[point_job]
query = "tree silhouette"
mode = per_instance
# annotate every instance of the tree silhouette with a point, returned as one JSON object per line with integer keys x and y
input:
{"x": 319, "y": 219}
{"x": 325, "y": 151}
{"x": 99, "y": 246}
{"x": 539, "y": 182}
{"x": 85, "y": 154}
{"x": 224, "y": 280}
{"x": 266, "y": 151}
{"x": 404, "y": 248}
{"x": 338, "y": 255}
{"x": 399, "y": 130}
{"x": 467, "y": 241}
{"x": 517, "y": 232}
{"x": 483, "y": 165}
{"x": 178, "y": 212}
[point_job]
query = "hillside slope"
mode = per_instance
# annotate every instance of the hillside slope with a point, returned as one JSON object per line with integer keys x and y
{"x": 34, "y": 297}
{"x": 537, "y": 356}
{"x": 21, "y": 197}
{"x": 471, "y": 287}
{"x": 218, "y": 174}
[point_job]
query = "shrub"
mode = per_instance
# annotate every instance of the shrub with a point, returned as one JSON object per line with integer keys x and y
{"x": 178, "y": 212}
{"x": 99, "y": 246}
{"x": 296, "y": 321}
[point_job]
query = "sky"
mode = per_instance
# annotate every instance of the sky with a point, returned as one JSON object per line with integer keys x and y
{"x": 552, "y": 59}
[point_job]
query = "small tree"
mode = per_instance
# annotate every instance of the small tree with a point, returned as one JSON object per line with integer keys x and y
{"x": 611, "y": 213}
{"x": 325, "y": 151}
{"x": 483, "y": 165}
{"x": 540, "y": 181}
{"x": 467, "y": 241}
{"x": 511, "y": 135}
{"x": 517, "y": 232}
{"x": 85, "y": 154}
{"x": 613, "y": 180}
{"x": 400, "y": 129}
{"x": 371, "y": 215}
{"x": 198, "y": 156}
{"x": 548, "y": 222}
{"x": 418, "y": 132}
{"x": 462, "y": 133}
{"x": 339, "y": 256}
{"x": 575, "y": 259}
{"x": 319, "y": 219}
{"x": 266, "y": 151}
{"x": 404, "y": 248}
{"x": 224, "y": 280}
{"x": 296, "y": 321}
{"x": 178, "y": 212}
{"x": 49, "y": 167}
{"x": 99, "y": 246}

★ ★ ★ ★ ★ ★ ★

§ Exercise details: Extract all of the data exactly as written.

§ The result:
[point_job]
query = "tree silhouette"
mode = per_instance
# annotate every instance of the tree silhouette with a point, returned as one JSON object per line with integer keys x and y
input:
{"x": 319, "y": 219}
{"x": 325, "y": 151}
{"x": 99, "y": 246}
{"x": 539, "y": 182}
{"x": 85, "y": 154}
{"x": 224, "y": 280}
{"x": 266, "y": 151}
{"x": 404, "y": 248}
{"x": 338, "y": 255}
{"x": 399, "y": 130}
{"x": 467, "y": 241}
{"x": 517, "y": 232}
{"x": 483, "y": 165}
{"x": 178, "y": 212}
[point_job]
query = "hillside slope"
mode = per_instance
# annotate every instance of the hillside slope with a point, returned as one JSON object per line with integer keys x and y
{"x": 34, "y": 297}
{"x": 537, "y": 356}
{"x": 21, "y": 197}
{"x": 471, "y": 287}
{"x": 218, "y": 174}
[point_job]
query = "shrub"
mode = per_instance
# annotate every instance of the shrub with a point, returned as one JSON object per line with integer keys x and y
{"x": 178, "y": 212}
{"x": 99, "y": 246}
{"x": 296, "y": 321}
[point_job]
query = "sky"
mode = per_instance
# annotate every instance of the sky with a point, returned as one JSON object per line with integer keys x and y
{"x": 552, "y": 59}
[point_job]
query = "small tree"
mode = per_instance
# annotate every instance of the small tree with a point, returned as one JSON object per line with integer keys x and y
{"x": 611, "y": 213}
{"x": 325, "y": 151}
{"x": 483, "y": 165}
{"x": 540, "y": 181}
{"x": 467, "y": 241}
{"x": 511, "y": 135}
{"x": 517, "y": 232}
{"x": 85, "y": 154}
{"x": 613, "y": 180}
{"x": 400, "y": 129}
{"x": 371, "y": 215}
{"x": 198, "y": 156}
{"x": 548, "y": 222}
{"x": 418, "y": 132}
{"x": 462, "y": 133}
{"x": 339, "y": 256}
{"x": 575, "y": 259}
{"x": 319, "y": 219}
{"x": 266, "y": 151}
{"x": 404, "y": 248}
{"x": 224, "y": 280}
{"x": 296, "y": 321}
{"x": 178, "y": 212}
{"x": 49, "y": 167}
{"x": 99, "y": 246}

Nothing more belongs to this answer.